### [What you are asked to do]
Exactly reproduce the lines from the line that has "Note: in this drill the class marks the white" down to the last line of the entries, inclusive.

### [Material]
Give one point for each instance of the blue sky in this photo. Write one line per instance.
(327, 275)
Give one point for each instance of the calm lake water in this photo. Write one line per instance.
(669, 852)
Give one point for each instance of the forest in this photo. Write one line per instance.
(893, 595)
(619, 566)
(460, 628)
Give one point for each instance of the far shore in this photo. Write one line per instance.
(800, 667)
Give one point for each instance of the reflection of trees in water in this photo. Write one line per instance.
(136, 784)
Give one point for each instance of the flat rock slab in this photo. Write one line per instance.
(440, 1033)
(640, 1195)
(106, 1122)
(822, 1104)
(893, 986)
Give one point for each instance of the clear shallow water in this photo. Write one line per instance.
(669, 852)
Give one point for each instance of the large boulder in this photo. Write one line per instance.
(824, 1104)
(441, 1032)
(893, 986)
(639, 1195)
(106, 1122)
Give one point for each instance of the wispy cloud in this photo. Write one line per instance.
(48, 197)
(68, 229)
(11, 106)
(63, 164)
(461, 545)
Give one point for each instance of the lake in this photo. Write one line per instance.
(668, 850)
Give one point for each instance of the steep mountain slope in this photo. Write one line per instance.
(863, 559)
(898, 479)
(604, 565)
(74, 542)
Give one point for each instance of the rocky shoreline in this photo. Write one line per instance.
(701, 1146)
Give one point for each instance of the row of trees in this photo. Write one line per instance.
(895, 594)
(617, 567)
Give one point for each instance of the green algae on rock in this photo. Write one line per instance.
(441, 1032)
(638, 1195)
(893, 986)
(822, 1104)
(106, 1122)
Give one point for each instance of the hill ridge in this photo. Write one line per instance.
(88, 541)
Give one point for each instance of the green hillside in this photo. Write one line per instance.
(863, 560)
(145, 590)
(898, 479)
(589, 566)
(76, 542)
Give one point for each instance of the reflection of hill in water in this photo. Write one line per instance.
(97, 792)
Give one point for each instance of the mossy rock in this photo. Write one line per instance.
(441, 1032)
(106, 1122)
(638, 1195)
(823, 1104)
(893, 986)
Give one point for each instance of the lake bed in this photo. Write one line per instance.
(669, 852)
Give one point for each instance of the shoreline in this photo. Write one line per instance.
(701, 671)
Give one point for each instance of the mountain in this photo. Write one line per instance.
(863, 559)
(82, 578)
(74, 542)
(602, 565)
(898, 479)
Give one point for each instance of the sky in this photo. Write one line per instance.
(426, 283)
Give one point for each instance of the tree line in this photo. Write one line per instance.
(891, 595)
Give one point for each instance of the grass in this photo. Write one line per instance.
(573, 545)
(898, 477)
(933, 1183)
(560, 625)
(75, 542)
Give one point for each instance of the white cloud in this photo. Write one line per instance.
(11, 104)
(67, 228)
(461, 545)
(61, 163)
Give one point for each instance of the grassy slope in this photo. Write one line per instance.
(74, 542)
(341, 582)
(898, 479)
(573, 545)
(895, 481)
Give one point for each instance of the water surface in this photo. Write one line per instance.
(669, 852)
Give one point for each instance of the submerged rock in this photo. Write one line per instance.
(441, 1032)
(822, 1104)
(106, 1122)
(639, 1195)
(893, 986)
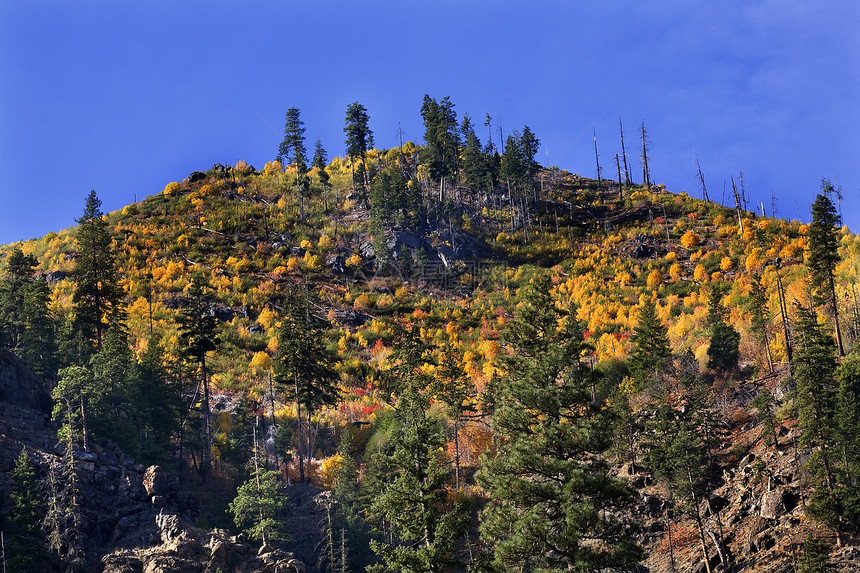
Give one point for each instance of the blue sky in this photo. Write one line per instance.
(124, 97)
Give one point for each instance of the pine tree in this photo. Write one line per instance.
(98, 296)
(63, 521)
(814, 370)
(549, 482)
(303, 368)
(359, 139)
(678, 454)
(651, 351)
(765, 407)
(71, 408)
(848, 420)
(293, 152)
(24, 540)
(723, 351)
(26, 325)
(258, 502)
(822, 255)
(441, 134)
(423, 528)
(759, 317)
(198, 336)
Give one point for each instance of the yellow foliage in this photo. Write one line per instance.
(171, 188)
(690, 240)
(655, 279)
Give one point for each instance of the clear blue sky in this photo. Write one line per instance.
(124, 97)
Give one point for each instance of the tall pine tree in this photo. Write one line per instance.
(98, 295)
(553, 505)
(822, 255)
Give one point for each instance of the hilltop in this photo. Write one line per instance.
(379, 253)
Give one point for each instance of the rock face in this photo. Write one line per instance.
(135, 519)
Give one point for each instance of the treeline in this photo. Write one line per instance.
(543, 498)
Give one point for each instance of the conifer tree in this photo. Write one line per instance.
(814, 370)
(423, 528)
(303, 368)
(98, 295)
(441, 134)
(359, 139)
(723, 350)
(765, 406)
(198, 336)
(258, 502)
(848, 420)
(26, 326)
(822, 255)
(759, 316)
(292, 150)
(678, 455)
(24, 539)
(651, 351)
(553, 505)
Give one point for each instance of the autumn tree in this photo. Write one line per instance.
(553, 505)
(26, 325)
(198, 337)
(822, 255)
(98, 295)
(423, 526)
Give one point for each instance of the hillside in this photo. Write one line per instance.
(400, 276)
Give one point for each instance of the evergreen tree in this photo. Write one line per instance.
(822, 255)
(553, 505)
(474, 163)
(320, 161)
(441, 134)
(723, 350)
(26, 326)
(63, 521)
(293, 152)
(98, 296)
(24, 540)
(678, 454)
(198, 337)
(765, 407)
(359, 139)
(651, 351)
(257, 504)
(423, 530)
(848, 420)
(304, 368)
(759, 316)
(814, 370)
(71, 407)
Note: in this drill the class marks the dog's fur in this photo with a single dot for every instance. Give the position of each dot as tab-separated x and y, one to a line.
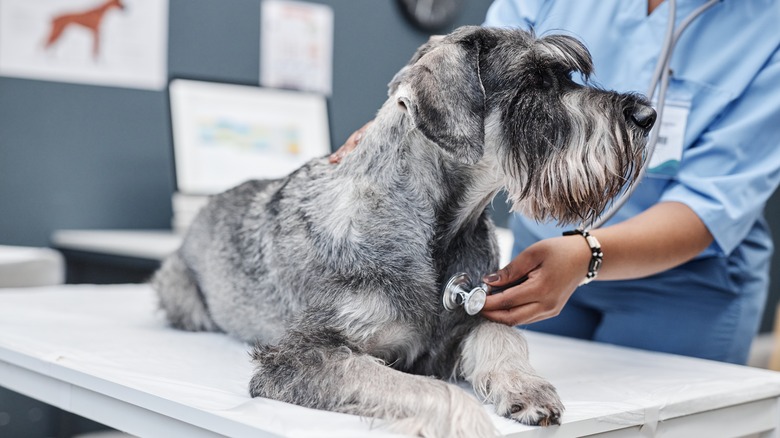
336	271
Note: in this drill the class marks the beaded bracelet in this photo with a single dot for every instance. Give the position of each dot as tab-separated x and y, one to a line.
596	256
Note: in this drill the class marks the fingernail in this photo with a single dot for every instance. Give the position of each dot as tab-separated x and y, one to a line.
490	278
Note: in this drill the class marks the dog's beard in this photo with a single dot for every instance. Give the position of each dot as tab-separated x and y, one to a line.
576	181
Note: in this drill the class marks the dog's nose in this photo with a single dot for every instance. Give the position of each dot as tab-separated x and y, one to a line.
643	116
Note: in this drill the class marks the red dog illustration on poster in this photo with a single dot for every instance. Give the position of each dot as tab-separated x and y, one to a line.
90	19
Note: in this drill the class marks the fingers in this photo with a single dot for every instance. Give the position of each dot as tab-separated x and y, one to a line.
514	272
348	145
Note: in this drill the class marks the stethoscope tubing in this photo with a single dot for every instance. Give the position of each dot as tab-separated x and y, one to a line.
662	73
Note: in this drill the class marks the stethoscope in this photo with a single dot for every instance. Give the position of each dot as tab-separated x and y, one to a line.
458	291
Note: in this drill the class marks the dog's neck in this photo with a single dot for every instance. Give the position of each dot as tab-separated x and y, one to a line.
393	152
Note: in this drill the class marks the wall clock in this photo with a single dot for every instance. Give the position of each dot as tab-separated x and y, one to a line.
431	15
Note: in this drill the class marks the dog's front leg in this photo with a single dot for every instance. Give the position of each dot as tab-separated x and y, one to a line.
321	370
494	359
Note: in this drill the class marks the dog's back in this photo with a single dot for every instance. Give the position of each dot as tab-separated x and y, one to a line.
258	255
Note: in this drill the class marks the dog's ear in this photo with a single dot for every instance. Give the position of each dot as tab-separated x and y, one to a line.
442	93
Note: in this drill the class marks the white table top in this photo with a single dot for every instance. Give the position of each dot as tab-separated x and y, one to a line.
104	352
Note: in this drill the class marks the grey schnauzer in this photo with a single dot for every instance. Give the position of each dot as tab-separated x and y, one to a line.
335	272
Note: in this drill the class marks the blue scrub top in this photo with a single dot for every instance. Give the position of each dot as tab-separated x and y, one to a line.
726	67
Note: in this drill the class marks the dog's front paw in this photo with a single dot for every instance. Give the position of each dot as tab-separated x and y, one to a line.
528	399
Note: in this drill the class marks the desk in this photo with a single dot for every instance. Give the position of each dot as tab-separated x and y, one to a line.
104	352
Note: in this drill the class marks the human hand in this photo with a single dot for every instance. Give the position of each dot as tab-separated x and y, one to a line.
554	267
349	145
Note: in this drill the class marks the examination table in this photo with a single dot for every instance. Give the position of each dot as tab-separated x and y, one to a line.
105	353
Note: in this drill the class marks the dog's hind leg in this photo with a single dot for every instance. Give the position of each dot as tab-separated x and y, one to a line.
321	370
494	359
180	297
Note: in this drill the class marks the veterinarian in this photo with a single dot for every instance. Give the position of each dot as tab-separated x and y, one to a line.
688	256
686	260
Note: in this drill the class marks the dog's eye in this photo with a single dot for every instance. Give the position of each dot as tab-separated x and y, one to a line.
547	81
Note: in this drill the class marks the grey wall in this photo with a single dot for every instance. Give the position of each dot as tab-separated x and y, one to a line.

### [Final answer]
Note: in this drill the class marks the white table top in this photo with a single dot for every instance. Give the position of each dot as tab-separated x and y, one to a line.
104	352
Note: in this drill the class marks the grey schnauzer in this photo with a single dot for every instance. Give the position of each dot as tab-separated x and y, one to a line.
335	272
Note: in this drill the class marks the blue scrub top in this photo with a single dot for every instance. Give the position of each dot as tab-separated x and y, one to a line.
726	67
Note: in this drill the class marks the dog's front paw in this photo with a single dot for every instance. Give the position of each dot as tab-separated x and y, one to a line.
528	399
Note: in this drill the class marks the desk in this photo with a single dot for every instance. Give the position of each dot as tab-separated x and y, one to a line.
104	352
Note: in this drill the class marks the human hand in this photo with a single dot for every instance. Give the position of each dot as tab-separated x and y, one to a line.
554	267
349	145
Note: in this drill the class marks the examination table in this photo with a single dot for every instance. Give the position of each dot as tab-separated x and y, one to a line.
105	353
Note: in this drill the class marks the dog's hind leg in this photo with a single dot for every instance. Give the position of each dot as tab-separated x and y, one to a line.
321	370
494	359
180	297
Note: in this drill the class marks the veterinarian in this photo with a single dot for every instance. Give the position of each dot as tab-separated x and y, one to a line.
688	256
686	260
Note: in this drill the class marks the dog's eye in this photo with a single dot for every instance. Give the position of each dot as tab-separated x and y, one to a line.
547	81
Note: in this drill the class marks the grey wall in this photo with a single dot for every instance. Give the position of each dot as tab-separated x and y, one to a line.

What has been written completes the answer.